Reading passage:
Assessment of stability at the time of insertion may be done to determine the prognosis or to decide whether early or even immediate loading can be performed.45 In the literature, ISQ measurements obtained during the early phases of the healing period revealed greater implant stability in the high crestal cortical bone, and a significant correlation between bone quality and ISQ values; these findings are in accordance with findings of the current study.46,47
During the first weeks of healing, bone modeling and remodeling take place around the implant surface. This phase with the formation of lamellar bone from woven bone may cause a decrease in primary bone contact.4 Data on higher implant survival with dense bone types also support results of previous studies. Bischof et al stated that implant stability varied according to jaw and bone type; the mean ISQ remained stable during the first 4–6 weeks and then increased noticeably, but did not reveal any decrease in implant stability in the delayed loaded or initially loaded group.33 The finding that the bone-implant interface transitions through an adaptive phase of lowered stability and back to a more stable configuration over a 60-day period is consistent with previous studies.48
In the current study, we computed the resonance frequencies of implants using various bone types classified in 5 different groups, similar to the classification used by Lekholm and Zarb8 (Figure 2). Our results show that the implant installed in D2-type bone has the highest resonance frequency.

Problem details: Continue the passage on dental implant stability and bone type from its last sentence.

Information shown:
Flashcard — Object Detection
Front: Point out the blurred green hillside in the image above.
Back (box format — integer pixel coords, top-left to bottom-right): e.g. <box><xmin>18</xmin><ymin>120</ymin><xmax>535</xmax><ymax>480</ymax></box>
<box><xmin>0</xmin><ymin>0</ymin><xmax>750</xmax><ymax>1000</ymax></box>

Answer to this exercise:
According to Balshi et al,48 because of the amount of cortical and trabecular bone, type 1 bone had the highest primary stability but showed the greatest decrease in mean ISQ in the first 30 days. Bone types 2 and 3 showed more consistent return of primary stability, and bone types 1 and 4 did not. Therefore, investigators suggested that bone types 2 and 3 would be advocated for an immediate loading protocol, because of their combined innate stability and regenerative capabilities. However, a correlation between bone type and changes in implant stability could not be confirmed. In the current study, investigators noted that a decrease in stability from the time of implant insertion to the 21st day postsurgery was followed by an increase in stability approaching the original stability level. This is supported by several other studies,33 but the decrease in ISQ values was less reflective of results reported in the literature.
On the basis of this result, immediate loading protocols can be used for soft-bone implantation, but a 60-day healing period is needed after implant insertion. Nedir et al34 suggested that for implants with high ISQ values, reduced implant stability during the first 12 weeks of healing is considered a common event that should not require alterations to routine follow-up.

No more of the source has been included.